WRITTEN PROBLEM 1
Using the Storm Financial profile, explain in one to three sentences why the company stopped using the name ozdaq Securities Pty Ltd.
WRITTEN PROBLEM 2
Translate this sentence from the Storm Financial profile into Spanish: "Storm Financial Limited was a financial advice company, based in Townsville, Queensland, Australia."

Storm Financial Limited
- Type: Public
- Industry: Financial Services
- Founded: 23 May 1994; 32 years ago in Townsville, Queensland, Australia
- Founder: Emmanuel Cassimatis and Julie Cassimatis
- Defunct: 26 March 2009
- Fate: Liquidated
- Headquarters: Townsville, Queensland, Australia
- Area served: Australia
- Services: Financial advice
- Website: stormfinancial.com.au at the Wayback Machine (archived 2007-02-17); storm.asic.gov.au - Australian Securities & Investments Commission Page;

= Storm Financial =

Australian financial advice company

Storm Financial Limited was a financial advice company, based in Townsville, Queensland, Australia. The company was founded by Emmanuel Cassimatis and his wife Julie Cassimatis as a private company initially with the name Cassimatis Securities Pty Ltd on 23 May 1994. As part of the company's expansion outside of Townsville the company changed its name from a personality based name to ozdaq Securities Pty Ltd on 10 April 2000. This name remained intact until 1 February 2004 when it was relinquished consequent to trademark objections from the Nasdaq stock exchange in the United States. The company then traded as Storm Financial Pty Ltd from 2 February 2004 until 14 June 2007 at which time the company became an unlisted public company and continued trading as Storm Financial Ltd from 15 June 2007 in preparation for making an initial public offering (IPO) in December 2007. This IPO was subject to a Storm Financial Prospectus which was dated 14 November 2007 and lodged with the Australian Securities & Investments Commission (ASIC) on the same date. Storm Financial Ltd continued to trade until external administrator Worrells Solvency and Forensic Accountants were appointed on 9 January 2009. The main creditor Commonwealth Bank appointed receivers and manager KordaMentha on 15 January 2009.

==Business==
At the time of Storm Financial's proposed listing on 17 December 2007 Storm Financial had over 146 employees in 13 offices in Queensland, New South Wales and Victoria. Storm Financial was financial planning business which gave advice across the broad spectrum of financial products including advice on, but not limited to, investments, unit trusts, superannuation, life insurance and associated traditional and margin loans.

Storm had approximately 13,000 clients across Australia with $4.5 billion of funds and loans under advice (FLUA) as at June 2007. Of Storm's 13,000 clients, approximately 3,000 (23%) had some form of gearing associated with their portfolios and recommended by Storm.

A cornerstone of Storm's business model was to acquire and aggregate other financial planning businesses into a single conglomerate whose practices, quality control and the manufacturing mechanics of the advice was consistent.

GIVEN MATERIAL
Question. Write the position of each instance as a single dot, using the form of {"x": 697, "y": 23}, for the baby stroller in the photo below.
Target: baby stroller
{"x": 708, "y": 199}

PROBLEM SOLUTION 1
The company gave up the ozdaq Securities Pty Ltd name on 1 February 2004 because the Nasdaq stock exchange in the United States raised trademark objections to it. It then traded as Storm Financial Pty Ltd from 2 February 2004.

PROBLEM SOLUTION 2
Storm Financial Limited era una empresa de asesoramiento financiero, con sede en Townsville, Queensland, Australia.